■ Problem details:
Every entry is to be copied exactly as written, and the pictures are to be skipped.

■ Data supplied:
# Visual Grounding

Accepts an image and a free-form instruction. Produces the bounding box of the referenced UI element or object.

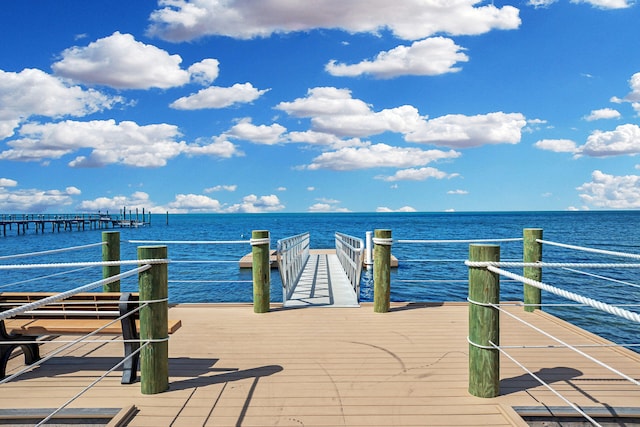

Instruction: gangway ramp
[285,249,359,308]
[278,232,363,308]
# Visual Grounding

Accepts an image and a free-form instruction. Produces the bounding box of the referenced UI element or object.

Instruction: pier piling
[373,229,392,313]
[102,231,121,292]
[468,244,500,398]
[523,228,543,312]
[251,230,271,313]
[138,245,169,394]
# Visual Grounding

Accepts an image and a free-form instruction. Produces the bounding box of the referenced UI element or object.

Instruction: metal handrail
[276,232,310,302]
[335,232,364,302]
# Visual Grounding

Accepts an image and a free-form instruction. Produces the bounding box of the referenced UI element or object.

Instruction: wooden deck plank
[1,303,639,426]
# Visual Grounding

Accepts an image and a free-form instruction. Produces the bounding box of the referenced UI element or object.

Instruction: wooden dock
[2,303,639,426]
[0,212,151,236]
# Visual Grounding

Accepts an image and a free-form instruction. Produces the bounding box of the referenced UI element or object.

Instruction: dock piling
[373,229,392,313]
[468,244,500,398]
[138,245,169,394]
[102,231,121,292]
[251,230,270,313]
[523,228,543,312]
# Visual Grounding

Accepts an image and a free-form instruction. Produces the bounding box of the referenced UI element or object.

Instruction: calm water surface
[1,211,639,349]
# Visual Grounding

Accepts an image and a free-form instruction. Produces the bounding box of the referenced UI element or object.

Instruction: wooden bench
[0,292,181,384]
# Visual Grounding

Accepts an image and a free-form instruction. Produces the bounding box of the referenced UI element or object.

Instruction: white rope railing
[0,258,168,271]
[483,265,640,324]
[561,267,640,289]
[492,303,640,387]
[539,239,640,260]
[0,241,106,261]
[129,239,249,245]
[396,237,523,244]
[466,260,640,268]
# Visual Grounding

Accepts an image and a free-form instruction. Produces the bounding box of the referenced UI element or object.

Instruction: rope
[0,241,106,261]
[0,266,93,289]
[169,280,252,283]
[250,237,270,246]
[465,260,640,268]
[129,239,249,245]
[562,267,640,289]
[0,265,150,321]
[486,266,640,324]
[372,237,393,246]
[396,238,522,244]
[170,260,238,264]
[493,304,640,387]
[490,340,602,427]
[539,239,640,260]
[34,341,150,427]
[0,258,169,270]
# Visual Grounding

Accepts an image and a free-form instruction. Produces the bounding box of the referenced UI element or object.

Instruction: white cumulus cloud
[304,143,460,171]
[0,178,18,188]
[377,167,457,182]
[534,139,578,153]
[188,58,220,85]
[578,124,640,157]
[584,108,621,121]
[406,112,527,148]
[52,32,191,89]
[225,118,286,145]
[1,185,83,212]
[0,119,243,167]
[170,83,270,109]
[226,194,285,213]
[376,206,417,212]
[326,37,469,79]
[577,170,640,208]
[148,0,521,41]
[0,68,122,139]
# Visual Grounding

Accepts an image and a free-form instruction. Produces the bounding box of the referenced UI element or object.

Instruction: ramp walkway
[277,232,363,308]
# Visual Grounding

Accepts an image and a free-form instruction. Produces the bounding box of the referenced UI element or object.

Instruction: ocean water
[1,211,639,350]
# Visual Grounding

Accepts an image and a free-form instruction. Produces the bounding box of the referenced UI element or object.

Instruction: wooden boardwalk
[284,250,359,308]
[2,303,640,426]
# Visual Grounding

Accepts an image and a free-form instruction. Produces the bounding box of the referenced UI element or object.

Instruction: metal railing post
[523,228,543,312]
[138,245,169,394]
[102,231,120,292]
[252,230,270,313]
[468,244,500,398]
[373,229,392,313]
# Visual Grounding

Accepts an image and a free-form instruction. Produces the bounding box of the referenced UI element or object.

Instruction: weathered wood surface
[1,303,639,426]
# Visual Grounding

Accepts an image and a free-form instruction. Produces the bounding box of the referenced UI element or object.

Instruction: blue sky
[1,0,639,214]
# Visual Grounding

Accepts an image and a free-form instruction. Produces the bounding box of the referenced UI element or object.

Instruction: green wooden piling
[468,244,500,398]
[252,230,270,313]
[373,229,392,313]
[102,231,120,292]
[523,228,543,312]
[138,246,169,394]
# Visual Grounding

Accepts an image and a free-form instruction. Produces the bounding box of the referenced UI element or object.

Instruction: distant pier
[0,210,151,236]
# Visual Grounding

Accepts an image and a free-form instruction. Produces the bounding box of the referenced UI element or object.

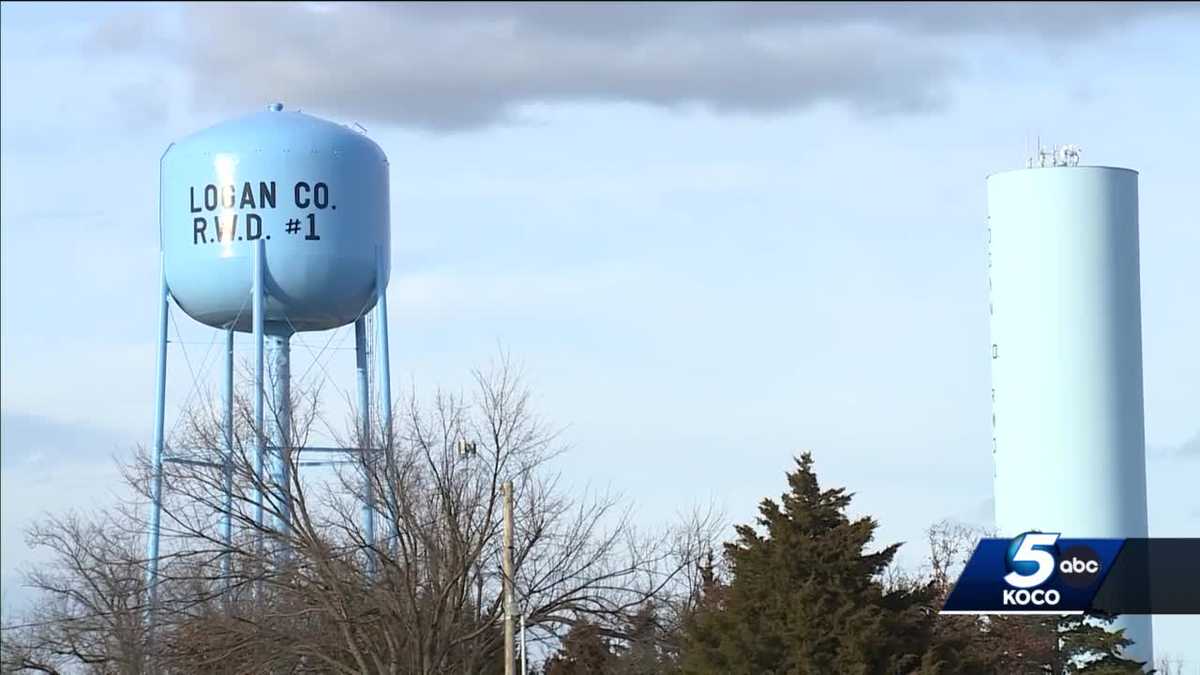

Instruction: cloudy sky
[2,1,1198,662]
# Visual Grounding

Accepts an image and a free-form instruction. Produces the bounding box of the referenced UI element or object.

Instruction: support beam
[355,317,375,575]
[145,259,170,625]
[376,248,397,546]
[221,326,234,589]
[169,446,383,456]
[267,330,292,557]
[252,239,266,574]
[164,457,223,468]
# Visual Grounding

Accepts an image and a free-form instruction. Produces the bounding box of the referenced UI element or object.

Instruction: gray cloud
[0,411,132,614]
[91,2,1192,131]
[0,411,131,471]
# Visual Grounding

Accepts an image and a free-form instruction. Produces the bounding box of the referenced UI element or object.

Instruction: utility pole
[503,480,515,675]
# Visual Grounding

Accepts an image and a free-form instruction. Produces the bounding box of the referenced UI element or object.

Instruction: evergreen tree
[1058,615,1144,673]
[680,453,938,675]
[541,604,684,675]
[1003,614,1144,674]
[542,620,618,675]
[922,613,1145,674]
[619,601,681,675]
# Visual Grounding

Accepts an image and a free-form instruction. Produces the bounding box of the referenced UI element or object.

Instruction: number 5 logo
[1004,532,1059,589]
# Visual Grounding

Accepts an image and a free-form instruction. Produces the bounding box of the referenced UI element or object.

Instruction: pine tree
[680,453,938,675]
[1051,614,1145,674]
[542,620,618,675]
[618,601,681,675]
[923,614,1145,674]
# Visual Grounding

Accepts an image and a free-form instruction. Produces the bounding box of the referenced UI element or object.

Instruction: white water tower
[987,148,1152,663]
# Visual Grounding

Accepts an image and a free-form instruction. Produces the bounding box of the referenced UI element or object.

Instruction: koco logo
[1000,532,1103,607]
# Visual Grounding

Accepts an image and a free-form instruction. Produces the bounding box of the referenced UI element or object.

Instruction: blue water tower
[145,104,394,614]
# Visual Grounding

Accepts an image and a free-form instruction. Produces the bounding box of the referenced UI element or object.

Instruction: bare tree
[924,519,992,599]
[0,511,147,674]
[2,354,719,674]
[1153,654,1189,675]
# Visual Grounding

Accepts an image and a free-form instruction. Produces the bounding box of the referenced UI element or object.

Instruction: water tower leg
[267,331,292,557]
[355,316,375,575]
[145,263,169,624]
[252,240,266,567]
[375,250,397,548]
[220,326,234,590]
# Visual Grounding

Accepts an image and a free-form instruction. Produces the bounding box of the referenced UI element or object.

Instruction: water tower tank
[161,103,390,332]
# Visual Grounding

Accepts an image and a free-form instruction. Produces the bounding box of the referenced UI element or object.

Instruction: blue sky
[2,2,1198,664]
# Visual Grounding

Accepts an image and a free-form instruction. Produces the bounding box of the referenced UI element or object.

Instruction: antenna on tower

■ Exercise result:
# Visual Grounding

Accepts an image and a free-form instruction. Produces the bounding box of the referenced UI element or object.


Instruction: gangway ramp
[285,249,359,308]
[278,232,363,308]
# Visual Grounding

Accepts an image and a free-form instruction. Produces the bounding box of the referenced UI element or object.

Instruction: pier piling
[373,229,392,313]
[102,231,121,292]
[468,244,500,398]
[523,228,543,312]
[251,230,271,313]
[138,245,169,394]
# Visual Grounding

Accepts an image and a free-form instruction. Produces the bounding box of the referenced UI element or object.

Instruction: metal handrail
[276,232,310,302]
[335,232,364,302]
# Visual Grounding

Accepts an image and a free-form instruction. Produces the bounding box of the referenced UI element or object.

Instruction: wooden deck plank
[1,303,639,426]
# Visual Grounding

Accepts an image and a free-form instruction. Produces the bounding box of the referenced UI element or object.

Instruction: wooden dock
[2,303,639,426]
[0,212,151,236]
# Visual Grounding

Accepts an image and a free-form instruction. Produces the bounding box of the referenced UI element or object.

Instruction: dock piling
[373,229,392,313]
[468,244,500,398]
[138,245,169,394]
[102,231,121,292]
[251,230,270,313]
[523,228,543,312]
# Visual Grounding

Accepts an image and a free-form instruction. Produces the bounding box of the referenced UI element or object.

Instruction: calm water surface
[1,211,639,349]
# Visual Grounding

Accepts an image and a free-form instruction. Produces the bounding box of the referenced UI element or object.

Instruction: wooden bench
[0,292,181,384]
# Visual Grounding

Accepts an image and a free-form instruction. Produces the bounding box of the referenced UI element or object.

Instruction: white rope railing
[0,258,168,271]
[483,265,640,324]
[561,267,640,289]
[492,303,640,387]
[539,239,640,260]
[0,241,106,261]
[129,239,249,245]
[396,237,523,244]
[466,260,640,268]
# Visual Grounding

Accepts an image and a free-form instruction. Produces the bounding box of the referenced UI element or object.

Instruction: rope
[0,241,106,261]
[0,266,93,289]
[169,280,252,283]
[250,237,270,246]
[465,260,640,268]
[129,239,249,245]
[562,267,640,289]
[0,265,150,321]
[486,266,640,324]
[372,237,393,246]
[396,238,522,244]
[170,260,238,264]
[493,304,640,387]
[490,340,602,427]
[539,239,640,260]
[34,341,150,427]
[0,258,169,270]
# Visual Grounding

Accepts an image and a free-form instruction. Produces the bounding box of the referenced UI element or object.

Instruction: white cumulus cloud
[304,143,460,171]
[0,178,18,188]
[377,167,457,182]
[534,139,578,153]
[188,58,220,85]
[578,124,640,157]
[584,108,621,121]
[406,112,527,148]
[52,32,191,89]
[225,118,286,145]
[1,185,83,212]
[0,119,243,167]
[170,83,270,109]
[226,194,285,213]
[376,206,417,212]
[326,37,469,79]
[577,170,640,208]
[148,0,521,41]
[0,68,122,139]
# Visual Grounding

Accepts an image and a free-form instruction. Produces the bounding box of the referenced UI element or object.

Instruction: ramp walkway
[277,232,363,308]
# Visual Grounding

Accepts an image and a free-form instruction. Produces the bounding box of the referenced UI element or object.

Instruction: ocean water
[1,211,639,350]
# Visual Grounding

Accepts an image and a free-form instruction. Produces the bounding box of the referenced UI element or object.

Instruction: wooden boardwalk
[284,250,359,308]
[2,303,640,426]
# Visual Grounding

Accepts an image and a free-form instruction. Produces the bounding box of the referenced UI element or object.

Instruction: metal railing post
[523,228,543,312]
[138,245,169,394]
[102,231,120,292]
[252,230,270,313]
[468,244,500,398]
[373,229,392,313]
# Visual Grounding

Accepts an image and a free-form instruction. Produces the bounding box of the referenced UI element or object.

Instruction: weathered wood surface
[1,303,639,426]
# Visual Grounding

Accepts an image and a free-form instruction. Produces the bounding box of the referenced UI element or object.

Instruction: blue sky
[1,0,639,214]
# Visual Grounding

Accepts an image and a free-form instruction. Produces the bounding box of the referenced UI element or object.

Instruction: green wooden piling
[468,244,500,398]
[252,230,270,313]
[373,229,392,313]
[102,231,120,292]
[523,228,543,312]
[138,246,169,394]
# Visual Grounding

Accepts an image and a free-form instruction. Produces the bounding box of the referenced UI element or object.

Instruction: distant pier
[0,210,151,236]
# Visual Grounding

Accepts an image and a free-form instruction. Produces the bounding box of the referenced UI element or object.


Instruction: cloudy sky
[2,1,1198,662]
# Visual Grounding

Accepts an image and a free-form instruction. Produces the bounding box of the referenced UI element or object.

Instruction: support beam
[355,317,375,575]
[145,259,170,625]
[376,248,397,546]
[221,326,234,589]
[169,446,383,456]
[267,330,292,557]
[252,239,266,574]
[164,457,223,468]
# Visual Grounding

Accepts an image and a free-form instruction. Produces the bounding box of the referenced UI element or object.

Instruction: gray cloud
[0,411,132,614]
[91,2,1192,131]
[0,411,131,471]
# Visual Grounding

Accepts an image and a free-form instruction. Produces the bounding box of the referenced UI element or object.

Instruction: utility pole
[503,480,515,675]
# Visual Grounding

Accepts an image and a free-form instruction. Produces the bounding box of the referenced UI element or object.

Instruction: evergreen tree
[1058,615,1144,673]
[680,453,938,675]
[541,604,684,675]
[1003,614,1144,674]
[542,620,618,675]
[922,613,1145,674]
[619,601,681,675]
# Visual Grounding

Accepts an image and a free-form instruction. Produces the bounding box of the referenced UI element or object.

Instruction: number 5 logo
[1004,532,1059,589]
# Visual Grounding

Accepts an image and a free-form instruction. Produces the bounding box of the referenced UI element or object.

Instruction: pine tree
[680,453,938,675]
[1051,614,1145,674]
[542,620,618,675]
[618,601,681,675]
[923,614,1145,674]
# Visual Grounding

Accepts an image and a free-form instruction. Produces the bounding box of the referenced UI element or object.

Instruction: white water tower
[987,148,1152,663]
# Visual Grounding

Accepts an image and a free-form instruction. Produces the bounding box of the referenced UI element or object.

Instruction: koco logo
[1000,532,1103,607]
# Visual Grounding

Accepts an image and a free-form instruction. Produces the bounding box of the referenced UI element or object.

Instruction: blue water tower
[145,104,394,614]
# Visual Grounding

Accepts an image and a free-form instruction. Produces the bounding box of the referenced UI element or object.

Instruction: bare tree
[924,519,992,599]
[0,511,147,674]
[2,354,719,674]
[1153,654,1189,675]
# Visual Grounding

Accepts an image and a free-form instruction. Produces the bounding box of the referenced UI element or object.

Instruction: water tower leg
[267,331,292,557]
[355,316,375,575]
[145,263,169,624]
[252,240,266,567]
[375,250,397,548]
[220,326,234,590]
# Visual Grounding

Accepts an image and a free-form instruction. Produces the bounding box of the referenced UI element or object.

Instruction: water tower tank
[161,103,390,332]
# Visual Grounding

Accepts an image and a free-form instruction. Produces the bounding box of the referenced UI element or object.

Instruction: blue sky
[2,2,1198,664]
# Visual Grounding

Accepts an image and a free-form instruction. Produces the bounding box of the referenced UI element or object.

Instruction: antenna on tower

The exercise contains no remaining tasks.